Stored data

--

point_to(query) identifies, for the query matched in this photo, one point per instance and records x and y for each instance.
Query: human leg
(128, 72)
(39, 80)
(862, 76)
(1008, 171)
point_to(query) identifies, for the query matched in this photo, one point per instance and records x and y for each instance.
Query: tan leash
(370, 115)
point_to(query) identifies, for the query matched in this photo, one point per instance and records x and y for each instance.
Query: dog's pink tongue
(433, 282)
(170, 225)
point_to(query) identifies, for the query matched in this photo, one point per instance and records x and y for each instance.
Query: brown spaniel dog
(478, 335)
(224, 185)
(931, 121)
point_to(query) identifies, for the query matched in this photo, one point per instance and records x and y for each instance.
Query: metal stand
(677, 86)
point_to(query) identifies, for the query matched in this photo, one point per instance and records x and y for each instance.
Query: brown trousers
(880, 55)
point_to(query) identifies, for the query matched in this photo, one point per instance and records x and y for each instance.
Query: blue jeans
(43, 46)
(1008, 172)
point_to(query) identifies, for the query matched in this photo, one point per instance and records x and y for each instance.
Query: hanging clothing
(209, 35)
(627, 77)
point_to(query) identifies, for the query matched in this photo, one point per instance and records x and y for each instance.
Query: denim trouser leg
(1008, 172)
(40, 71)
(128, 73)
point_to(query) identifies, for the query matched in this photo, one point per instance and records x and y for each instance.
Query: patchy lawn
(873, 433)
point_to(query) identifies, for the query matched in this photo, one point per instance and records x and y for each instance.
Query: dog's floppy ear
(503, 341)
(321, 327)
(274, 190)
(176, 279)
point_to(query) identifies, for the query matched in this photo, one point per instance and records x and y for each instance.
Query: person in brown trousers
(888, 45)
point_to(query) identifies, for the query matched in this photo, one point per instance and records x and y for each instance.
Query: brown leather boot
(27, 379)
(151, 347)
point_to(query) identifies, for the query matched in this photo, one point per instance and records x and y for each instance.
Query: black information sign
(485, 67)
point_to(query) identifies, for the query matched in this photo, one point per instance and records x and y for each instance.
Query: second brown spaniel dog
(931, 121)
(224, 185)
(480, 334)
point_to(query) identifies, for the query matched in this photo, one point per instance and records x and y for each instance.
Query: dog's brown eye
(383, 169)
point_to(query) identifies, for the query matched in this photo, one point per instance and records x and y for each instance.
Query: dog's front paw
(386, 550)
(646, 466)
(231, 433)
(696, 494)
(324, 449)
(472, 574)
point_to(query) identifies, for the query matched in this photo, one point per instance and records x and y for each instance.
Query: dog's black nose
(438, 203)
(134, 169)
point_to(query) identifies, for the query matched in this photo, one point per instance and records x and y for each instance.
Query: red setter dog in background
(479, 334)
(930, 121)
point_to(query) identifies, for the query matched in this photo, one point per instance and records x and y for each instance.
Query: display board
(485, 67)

--

Please give only the number of rows above that contain the word "brown", where case counts.

Solution for this problem
6